■ What the exercise asks
Substitute "concrete" for "wooden" in the records, from the line with "Query: wooden utility pole" to the line with "Outline every instance of the wooden utility", and reproduce only those lines with everything else unchanged.

* begin Source records *

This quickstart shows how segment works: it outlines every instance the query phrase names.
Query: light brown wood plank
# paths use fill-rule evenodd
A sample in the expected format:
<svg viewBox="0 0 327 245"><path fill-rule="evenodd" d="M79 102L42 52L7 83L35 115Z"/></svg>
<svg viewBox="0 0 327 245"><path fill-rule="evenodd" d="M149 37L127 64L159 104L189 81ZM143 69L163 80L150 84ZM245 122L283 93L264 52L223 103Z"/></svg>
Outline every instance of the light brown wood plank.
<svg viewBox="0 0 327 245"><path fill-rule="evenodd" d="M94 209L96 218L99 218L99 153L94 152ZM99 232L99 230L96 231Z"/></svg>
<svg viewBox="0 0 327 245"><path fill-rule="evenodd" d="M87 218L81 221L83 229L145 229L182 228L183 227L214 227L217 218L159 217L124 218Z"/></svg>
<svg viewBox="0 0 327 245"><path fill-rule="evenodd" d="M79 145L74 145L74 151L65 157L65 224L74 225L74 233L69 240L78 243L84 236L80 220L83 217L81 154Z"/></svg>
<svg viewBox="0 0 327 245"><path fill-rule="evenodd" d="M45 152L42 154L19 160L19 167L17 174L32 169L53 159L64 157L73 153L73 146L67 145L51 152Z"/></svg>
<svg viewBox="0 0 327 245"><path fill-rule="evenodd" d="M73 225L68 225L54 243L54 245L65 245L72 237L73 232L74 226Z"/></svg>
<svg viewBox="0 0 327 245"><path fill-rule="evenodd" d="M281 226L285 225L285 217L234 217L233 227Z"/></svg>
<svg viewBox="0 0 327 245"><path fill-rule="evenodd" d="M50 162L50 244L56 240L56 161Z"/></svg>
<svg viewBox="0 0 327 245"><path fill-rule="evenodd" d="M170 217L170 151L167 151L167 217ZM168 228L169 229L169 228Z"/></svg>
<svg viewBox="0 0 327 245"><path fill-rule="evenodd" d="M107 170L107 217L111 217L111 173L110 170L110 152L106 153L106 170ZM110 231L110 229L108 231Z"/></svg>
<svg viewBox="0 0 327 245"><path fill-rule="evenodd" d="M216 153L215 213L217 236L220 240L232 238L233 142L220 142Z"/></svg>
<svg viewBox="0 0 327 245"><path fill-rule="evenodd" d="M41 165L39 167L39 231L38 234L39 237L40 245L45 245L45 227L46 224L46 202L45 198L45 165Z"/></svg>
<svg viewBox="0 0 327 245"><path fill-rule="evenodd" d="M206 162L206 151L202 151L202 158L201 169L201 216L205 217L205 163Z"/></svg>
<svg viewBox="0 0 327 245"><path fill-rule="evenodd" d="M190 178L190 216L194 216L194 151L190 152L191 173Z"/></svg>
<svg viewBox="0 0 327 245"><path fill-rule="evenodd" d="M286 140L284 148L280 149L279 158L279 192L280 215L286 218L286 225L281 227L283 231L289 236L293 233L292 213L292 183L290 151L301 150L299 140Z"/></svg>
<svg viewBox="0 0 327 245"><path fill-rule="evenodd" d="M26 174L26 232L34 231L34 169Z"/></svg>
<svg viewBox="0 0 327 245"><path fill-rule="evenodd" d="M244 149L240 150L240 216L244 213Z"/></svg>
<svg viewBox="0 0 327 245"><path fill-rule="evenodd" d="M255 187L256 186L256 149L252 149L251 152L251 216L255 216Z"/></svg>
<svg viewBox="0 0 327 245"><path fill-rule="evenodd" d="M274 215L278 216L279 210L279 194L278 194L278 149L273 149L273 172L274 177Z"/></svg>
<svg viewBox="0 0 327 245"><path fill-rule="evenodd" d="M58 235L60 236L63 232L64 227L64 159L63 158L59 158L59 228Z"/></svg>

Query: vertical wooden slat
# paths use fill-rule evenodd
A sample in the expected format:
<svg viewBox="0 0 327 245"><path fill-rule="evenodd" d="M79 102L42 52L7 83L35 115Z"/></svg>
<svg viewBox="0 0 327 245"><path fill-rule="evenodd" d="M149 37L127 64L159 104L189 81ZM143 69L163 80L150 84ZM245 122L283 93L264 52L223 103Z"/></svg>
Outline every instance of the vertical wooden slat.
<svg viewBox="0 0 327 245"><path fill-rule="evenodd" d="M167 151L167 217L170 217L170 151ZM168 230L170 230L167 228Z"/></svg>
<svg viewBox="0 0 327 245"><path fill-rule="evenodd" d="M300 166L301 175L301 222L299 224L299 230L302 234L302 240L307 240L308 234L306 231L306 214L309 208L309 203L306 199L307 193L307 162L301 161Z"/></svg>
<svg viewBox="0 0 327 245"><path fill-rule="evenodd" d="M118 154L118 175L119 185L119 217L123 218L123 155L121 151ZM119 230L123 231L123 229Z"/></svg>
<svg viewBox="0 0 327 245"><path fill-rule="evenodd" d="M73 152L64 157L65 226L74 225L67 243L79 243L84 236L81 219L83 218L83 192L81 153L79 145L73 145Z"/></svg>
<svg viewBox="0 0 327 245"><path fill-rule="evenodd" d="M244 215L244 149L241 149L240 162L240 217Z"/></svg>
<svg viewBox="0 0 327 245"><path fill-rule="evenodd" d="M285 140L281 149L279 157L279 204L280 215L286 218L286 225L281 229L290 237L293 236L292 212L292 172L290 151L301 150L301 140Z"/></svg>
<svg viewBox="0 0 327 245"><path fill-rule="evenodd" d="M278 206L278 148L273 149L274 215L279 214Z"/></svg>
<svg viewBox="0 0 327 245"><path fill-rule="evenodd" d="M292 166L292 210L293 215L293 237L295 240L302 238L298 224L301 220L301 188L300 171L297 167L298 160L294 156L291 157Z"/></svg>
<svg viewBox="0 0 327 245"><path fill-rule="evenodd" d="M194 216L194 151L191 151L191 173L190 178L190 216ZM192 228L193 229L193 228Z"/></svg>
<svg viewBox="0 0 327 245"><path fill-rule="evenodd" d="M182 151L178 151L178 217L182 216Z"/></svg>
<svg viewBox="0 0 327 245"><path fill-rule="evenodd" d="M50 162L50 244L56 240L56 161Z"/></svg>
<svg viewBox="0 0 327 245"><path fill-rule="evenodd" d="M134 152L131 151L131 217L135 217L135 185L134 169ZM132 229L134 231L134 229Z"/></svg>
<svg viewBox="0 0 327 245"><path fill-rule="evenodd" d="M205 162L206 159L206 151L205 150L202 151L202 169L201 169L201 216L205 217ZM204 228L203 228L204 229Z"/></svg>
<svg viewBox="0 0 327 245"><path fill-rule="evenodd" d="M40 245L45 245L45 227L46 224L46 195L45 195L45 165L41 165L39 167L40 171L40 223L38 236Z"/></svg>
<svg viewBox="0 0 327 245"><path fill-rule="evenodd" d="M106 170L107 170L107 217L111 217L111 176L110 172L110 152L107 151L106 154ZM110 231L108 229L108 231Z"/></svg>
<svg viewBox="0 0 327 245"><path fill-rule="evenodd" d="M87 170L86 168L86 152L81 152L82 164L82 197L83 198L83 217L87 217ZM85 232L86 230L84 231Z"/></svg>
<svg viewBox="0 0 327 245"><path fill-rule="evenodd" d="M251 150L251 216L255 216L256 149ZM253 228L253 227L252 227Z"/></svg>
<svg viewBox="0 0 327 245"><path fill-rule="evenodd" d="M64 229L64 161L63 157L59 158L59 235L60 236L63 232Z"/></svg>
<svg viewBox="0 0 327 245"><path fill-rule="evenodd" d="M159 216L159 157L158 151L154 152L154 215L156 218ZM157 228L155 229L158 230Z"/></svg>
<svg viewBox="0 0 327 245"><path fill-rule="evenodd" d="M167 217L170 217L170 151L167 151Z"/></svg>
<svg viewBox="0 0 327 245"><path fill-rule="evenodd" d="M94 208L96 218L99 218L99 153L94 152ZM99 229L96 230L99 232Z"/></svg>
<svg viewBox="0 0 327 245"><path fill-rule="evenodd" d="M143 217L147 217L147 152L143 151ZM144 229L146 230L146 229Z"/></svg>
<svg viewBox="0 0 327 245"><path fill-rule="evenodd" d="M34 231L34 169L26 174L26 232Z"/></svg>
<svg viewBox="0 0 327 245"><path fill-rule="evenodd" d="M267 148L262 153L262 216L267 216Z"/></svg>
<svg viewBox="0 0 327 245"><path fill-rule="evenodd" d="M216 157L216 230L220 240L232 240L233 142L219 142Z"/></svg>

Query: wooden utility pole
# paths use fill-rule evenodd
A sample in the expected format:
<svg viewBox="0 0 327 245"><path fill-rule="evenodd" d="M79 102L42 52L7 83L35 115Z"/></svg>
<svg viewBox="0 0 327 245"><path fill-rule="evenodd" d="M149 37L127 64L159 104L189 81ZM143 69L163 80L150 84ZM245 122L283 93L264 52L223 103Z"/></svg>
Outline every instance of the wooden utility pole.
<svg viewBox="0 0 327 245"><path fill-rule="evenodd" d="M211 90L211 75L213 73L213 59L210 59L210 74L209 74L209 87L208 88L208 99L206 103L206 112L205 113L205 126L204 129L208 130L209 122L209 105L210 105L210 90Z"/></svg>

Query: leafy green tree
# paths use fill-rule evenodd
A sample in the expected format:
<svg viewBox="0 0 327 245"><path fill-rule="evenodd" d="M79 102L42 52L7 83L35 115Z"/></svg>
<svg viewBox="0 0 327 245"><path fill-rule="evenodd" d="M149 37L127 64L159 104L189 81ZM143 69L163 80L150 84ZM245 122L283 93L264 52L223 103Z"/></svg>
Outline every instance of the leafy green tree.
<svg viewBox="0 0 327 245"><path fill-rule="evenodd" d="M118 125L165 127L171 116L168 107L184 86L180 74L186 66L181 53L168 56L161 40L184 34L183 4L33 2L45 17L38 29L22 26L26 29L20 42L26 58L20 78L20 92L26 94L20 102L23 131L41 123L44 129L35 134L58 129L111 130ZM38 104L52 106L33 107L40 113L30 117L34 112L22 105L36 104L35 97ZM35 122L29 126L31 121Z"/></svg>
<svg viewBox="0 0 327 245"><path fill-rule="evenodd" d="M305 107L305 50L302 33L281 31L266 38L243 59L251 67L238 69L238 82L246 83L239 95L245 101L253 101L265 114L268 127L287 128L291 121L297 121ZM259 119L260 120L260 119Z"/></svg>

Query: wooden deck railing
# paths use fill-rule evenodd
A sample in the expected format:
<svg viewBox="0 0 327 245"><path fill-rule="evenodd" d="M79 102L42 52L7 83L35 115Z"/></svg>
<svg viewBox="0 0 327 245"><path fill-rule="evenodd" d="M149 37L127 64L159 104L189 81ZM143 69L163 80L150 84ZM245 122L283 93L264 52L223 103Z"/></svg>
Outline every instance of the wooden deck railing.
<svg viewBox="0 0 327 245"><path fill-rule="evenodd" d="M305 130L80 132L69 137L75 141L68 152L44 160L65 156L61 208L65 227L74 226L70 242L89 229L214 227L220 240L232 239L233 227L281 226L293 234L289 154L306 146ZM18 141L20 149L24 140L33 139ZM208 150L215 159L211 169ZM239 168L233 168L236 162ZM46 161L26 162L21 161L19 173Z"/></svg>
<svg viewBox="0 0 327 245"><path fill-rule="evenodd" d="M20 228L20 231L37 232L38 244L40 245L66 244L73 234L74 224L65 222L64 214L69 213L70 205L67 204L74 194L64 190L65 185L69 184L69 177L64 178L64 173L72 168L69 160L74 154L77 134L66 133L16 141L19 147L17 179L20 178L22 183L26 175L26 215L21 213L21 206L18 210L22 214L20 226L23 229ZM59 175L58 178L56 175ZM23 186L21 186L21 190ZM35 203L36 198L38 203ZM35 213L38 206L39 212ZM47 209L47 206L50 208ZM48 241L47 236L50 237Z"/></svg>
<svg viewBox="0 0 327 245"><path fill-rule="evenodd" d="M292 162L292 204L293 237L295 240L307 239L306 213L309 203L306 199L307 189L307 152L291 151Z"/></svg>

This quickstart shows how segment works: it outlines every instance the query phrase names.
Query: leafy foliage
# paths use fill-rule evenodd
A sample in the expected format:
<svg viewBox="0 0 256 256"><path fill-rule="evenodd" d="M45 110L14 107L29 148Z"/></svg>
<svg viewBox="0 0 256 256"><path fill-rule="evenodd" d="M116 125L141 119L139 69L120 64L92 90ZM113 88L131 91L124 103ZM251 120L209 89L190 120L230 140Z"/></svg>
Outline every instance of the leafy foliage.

* end Source records *

■ Result of this exercise
Query: concrete utility pole
# paths use fill-rule evenodd
A sample in the expected format:
<svg viewBox="0 0 327 245"><path fill-rule="evenodd" d="M79 102L42 52L7 83L35 115Z"/></svg>
<svg viewBox="0 0 327 245"><path fill-rule="evenodd" d="M149 37L127 64L159 104L189 81ZM143 69L163 80L150 84ZM245 122L283 93L264 52L223 103Z"/></svg>
Outline every instance of the concrete utility pole.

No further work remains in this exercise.